### Text to read ###
I live in a saltbox colonial. When you come to my door, you will look for the doorbell. It isn't there. The man who built our house loved early American architecture. He incorporated many period-correct elements, like multiple fireplaces, wide-plank floors, and mullioned windows. But no overhead lights and no doorbells. I've always wanted to ask him why he stooped to include flushing toilets.
So guests are forced to announce their arrival by pounding. You can tell a lot about someone in that situation. A single gentle knock, the technique favored by my mother-in-law, indicates politesse and endearing optimism -- that we are right there, on the other side of the door, anticipating her arrival and reaching for the knob with alacrity. So sweet. Most people bang away because they're hungry, dammit, and they can smell the food from around the bend.
Recently, I purchased this chinoiserie bamboo shelf and mirror for my compact little entry way. Both pieces came from an estate sale held at a home fortified with two moats, cameras mounted along the winding driveway, motion sensors behind every shrub, and alarms aplenty. I kept begging my husband to create diversions while I looked for evidence of drug trafficking but he got caught up in the inspiring collection of rabbit's foot keychains.
### Stored data ###
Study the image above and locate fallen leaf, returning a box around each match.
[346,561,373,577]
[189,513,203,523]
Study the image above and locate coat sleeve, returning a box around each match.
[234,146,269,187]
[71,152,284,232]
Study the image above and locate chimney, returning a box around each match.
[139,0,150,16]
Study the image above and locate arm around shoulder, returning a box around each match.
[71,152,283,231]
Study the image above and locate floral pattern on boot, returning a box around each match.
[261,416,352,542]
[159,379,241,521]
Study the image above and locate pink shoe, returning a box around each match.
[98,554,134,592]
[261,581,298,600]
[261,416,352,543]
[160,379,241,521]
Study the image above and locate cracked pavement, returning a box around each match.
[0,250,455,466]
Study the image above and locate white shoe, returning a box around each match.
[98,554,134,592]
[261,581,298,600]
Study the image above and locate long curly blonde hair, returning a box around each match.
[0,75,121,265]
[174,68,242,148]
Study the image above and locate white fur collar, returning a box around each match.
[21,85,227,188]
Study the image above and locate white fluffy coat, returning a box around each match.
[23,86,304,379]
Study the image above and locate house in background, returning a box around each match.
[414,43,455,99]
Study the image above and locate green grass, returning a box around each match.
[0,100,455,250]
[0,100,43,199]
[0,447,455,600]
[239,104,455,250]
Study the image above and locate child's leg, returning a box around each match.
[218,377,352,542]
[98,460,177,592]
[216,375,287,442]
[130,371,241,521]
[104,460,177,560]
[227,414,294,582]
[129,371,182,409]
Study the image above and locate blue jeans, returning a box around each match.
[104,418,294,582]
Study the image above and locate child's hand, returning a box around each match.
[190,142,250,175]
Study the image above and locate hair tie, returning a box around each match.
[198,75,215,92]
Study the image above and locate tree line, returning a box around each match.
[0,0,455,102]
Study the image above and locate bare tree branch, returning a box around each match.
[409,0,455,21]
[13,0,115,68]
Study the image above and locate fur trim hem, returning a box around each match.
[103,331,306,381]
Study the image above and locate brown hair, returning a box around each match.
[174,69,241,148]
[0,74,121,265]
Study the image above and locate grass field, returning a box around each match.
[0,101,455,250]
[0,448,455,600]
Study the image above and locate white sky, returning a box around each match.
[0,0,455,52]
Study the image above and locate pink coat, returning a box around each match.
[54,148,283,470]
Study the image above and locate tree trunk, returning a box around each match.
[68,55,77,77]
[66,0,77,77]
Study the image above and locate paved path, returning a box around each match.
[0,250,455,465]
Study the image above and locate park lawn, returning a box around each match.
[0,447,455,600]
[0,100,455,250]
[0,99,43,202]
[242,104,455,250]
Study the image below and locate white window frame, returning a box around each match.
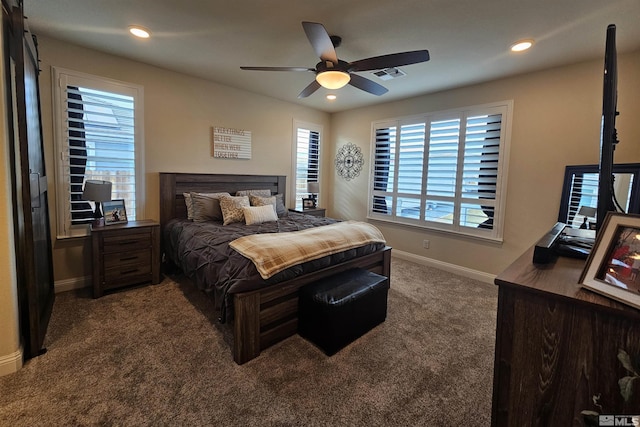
[367,100,513,242]
[51,67,146,239]
[289,120,323,210]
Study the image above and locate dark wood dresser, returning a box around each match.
[491,248,640,426]
[91,220,160,298]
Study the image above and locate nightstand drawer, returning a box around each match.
[104,248,151,271]
[91,220,161,298]
[102,232,151,256]
[104,263,151,289]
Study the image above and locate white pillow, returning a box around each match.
[236,188,271,197]
[190,193,229,222]
[220,196,250,225]
[242,205,278,225]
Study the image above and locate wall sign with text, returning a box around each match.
[211,126,251,160]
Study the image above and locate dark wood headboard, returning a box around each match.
[160,172,287,229]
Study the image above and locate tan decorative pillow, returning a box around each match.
[187,193,229,222]
[236,188,271,197]
[220,196,249,225]
[275,194,289,218]
[242,205,278,225]
[249,195,276,212]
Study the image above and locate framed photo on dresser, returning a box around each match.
[102,199,127,225]
[580,212,640,309]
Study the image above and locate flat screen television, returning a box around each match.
[596,24,618,233]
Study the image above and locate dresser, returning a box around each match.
[91,220,160,298]
[491,248,640,426]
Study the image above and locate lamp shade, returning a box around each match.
[316,71,351,89]
[82,179,111,202]
[307,182,320,194]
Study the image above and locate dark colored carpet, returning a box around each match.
[0,258,497,426]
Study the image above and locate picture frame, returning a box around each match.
[102,199,127,225]
[580,212,640,309]
[302,199,316,209]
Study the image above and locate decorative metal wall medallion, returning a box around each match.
[335,142,364,181]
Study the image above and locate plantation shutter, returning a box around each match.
[425,118,460,224]
[460,114,502,229]
[372,127,396,215]
[295,128,320,209]
[63,86,136,229]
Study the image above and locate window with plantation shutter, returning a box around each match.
[369,102,511,240]
[293,122,322,210]
[53,68,144,238]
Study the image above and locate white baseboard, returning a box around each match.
[0,346,22,377]
[391,249,496,284]
[53,276,91,294]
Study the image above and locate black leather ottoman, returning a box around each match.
[298,268,389,356]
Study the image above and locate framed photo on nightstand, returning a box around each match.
[302,199,316,209]
[102,199,127,225]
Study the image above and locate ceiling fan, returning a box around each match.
[240,21,429,98]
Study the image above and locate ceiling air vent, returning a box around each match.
[372,68,407,80]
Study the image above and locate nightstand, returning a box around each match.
[289,208,326,217]
[91,220,160,298]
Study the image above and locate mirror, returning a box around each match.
[558,163,640,229]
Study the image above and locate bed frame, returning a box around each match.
[160,172,391,364]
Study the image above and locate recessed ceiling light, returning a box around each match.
[511,39,533,52]
[129,25,151,39]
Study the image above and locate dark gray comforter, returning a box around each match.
[163,212,384,321]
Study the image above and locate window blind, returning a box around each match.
[369,101,507,238]
[294,127,320,209]
[63,86,136,225]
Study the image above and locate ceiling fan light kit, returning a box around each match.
[240,21,429,98]
[316,71,351,89]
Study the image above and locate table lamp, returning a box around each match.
[307,182,320,208]
[82,179,111,227]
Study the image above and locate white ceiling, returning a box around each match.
[24,0,640,112]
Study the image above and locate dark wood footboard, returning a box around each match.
[233,247,391,364]
[160,173,391,364]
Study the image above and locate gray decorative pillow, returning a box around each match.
[182,193,193,220]
[275,194,289,218]
[187,193,230,222]
[220,196,249,225]
[249,196,276,212]
[236,188,271,197]
[242,205,278,225]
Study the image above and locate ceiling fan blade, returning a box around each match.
[302,21,338,64]
[349,74,389,96]
[298,80,320,98]
[240,67,316,72]
[349,50,429,71]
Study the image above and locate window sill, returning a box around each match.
[367,215,504,245]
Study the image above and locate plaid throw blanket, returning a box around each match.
[229,221,385,279]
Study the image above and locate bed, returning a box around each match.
[160,173,391,364]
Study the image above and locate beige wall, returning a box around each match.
[325,52,640,274]
[39,37,330,284]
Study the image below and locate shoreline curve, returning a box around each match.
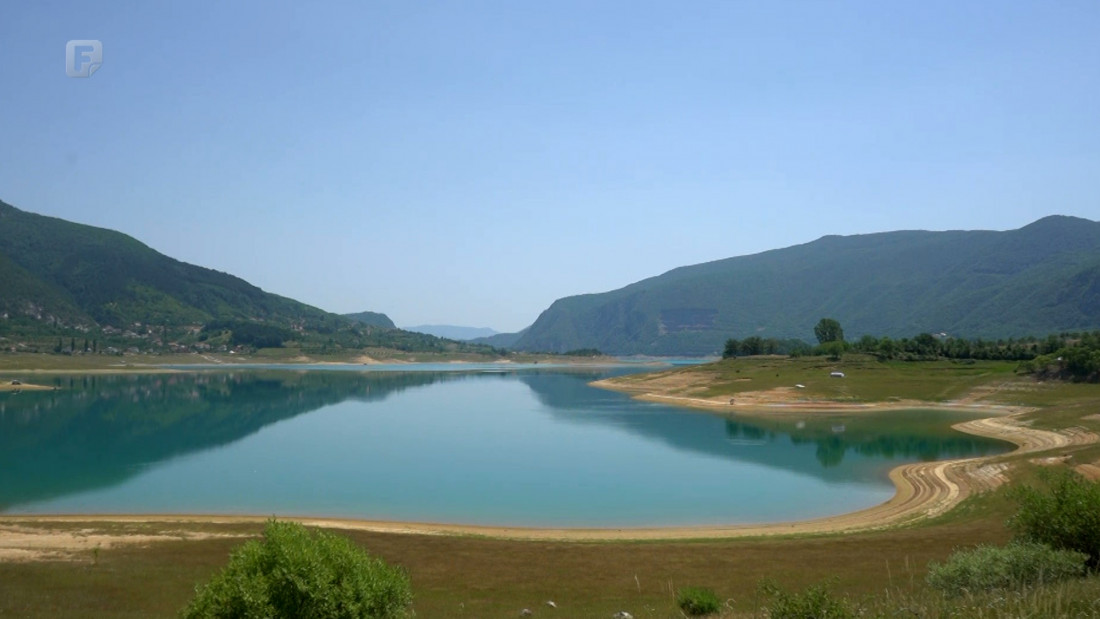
[0,404,1100,542]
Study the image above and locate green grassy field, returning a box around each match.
[0,357,1100,618]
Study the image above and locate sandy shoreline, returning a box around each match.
[0,371,1100,560]
[0,408,1100,549]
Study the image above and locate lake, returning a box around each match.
[0,365,1012,527]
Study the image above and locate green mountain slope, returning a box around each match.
[0,202,328,328]
[0,201,494,354]
[514,217,1100,354]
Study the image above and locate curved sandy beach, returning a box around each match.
[0,405,1100,547]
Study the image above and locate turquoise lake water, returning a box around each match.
[0,365,1010,527]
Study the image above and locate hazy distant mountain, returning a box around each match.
[470,329,527,349]
[513,215,1100,354]
[402,324,498,341]
[344,311,398,331]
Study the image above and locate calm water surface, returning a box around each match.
[0,366,1009,527]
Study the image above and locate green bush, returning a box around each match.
[760,582,856,619]
[677,587,722,617]
[182,520,413,619]
[1009,469,1100,568]
[927,542,1087,596]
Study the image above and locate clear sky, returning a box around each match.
[0,0,1100,330]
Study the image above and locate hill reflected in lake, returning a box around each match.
[0,369,1009,526]
[0,372,458,510]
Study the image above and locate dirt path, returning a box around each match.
[0,416,1100,549]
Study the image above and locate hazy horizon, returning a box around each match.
[0,2,1100,332]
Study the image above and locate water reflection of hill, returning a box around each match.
[0,372,462,510]
[520,374,1011,480]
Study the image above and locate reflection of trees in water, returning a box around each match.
[726,419,1004,466]
[0,371,457,509]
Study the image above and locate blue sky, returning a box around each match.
[0,0,1100,330]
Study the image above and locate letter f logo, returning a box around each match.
[65,38,103,77]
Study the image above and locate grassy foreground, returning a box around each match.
[0,358,1100,618]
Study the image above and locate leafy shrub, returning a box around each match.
[928,542,1087,596]
[760,583,856,619]
[182,520,413,619]
[677,587,722,617]
[1009,469,1100,568]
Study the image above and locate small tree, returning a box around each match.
###
- **Given instruction 1**
In the essay about the saltbox colonial house, what knocking technique does the writer's mother-in-law favor?
- **Given instruction 2**
Write the next part of the essay about the saltbox colonial house, picking up after the sentence about the collection of rabbit's foot keychains.

- **Written reply 1**
A single gentle knock.

- **Written reply 2**
I like the birds on this mirror. Back in 2013, I listened to Christiane Lemieux, the founder of DwellStudio, talk about design influences. She said that for the past several years, if she "put a bird on a product, it would sell." Bird popularity has not abated, which Christiane attributes to the way the internet works -- trends become deeply-rooted and consumers latch on and don't let go. If you ask me, that's a counterintuitive theory in an age of endless imagery and vast choices, but I think she's right.
The top of the shelf features an illustration of what could be Roman soldiers marching off to fight, I don't know, probably the Persians. Both empires missed the boat. If they had concentrated their efforts on depilatory solutions for their womenfolk, everyone could have been rich and happy. Speaking of cosmetics, both cane pieces probably need to be relacquered. But that is a problem for another day.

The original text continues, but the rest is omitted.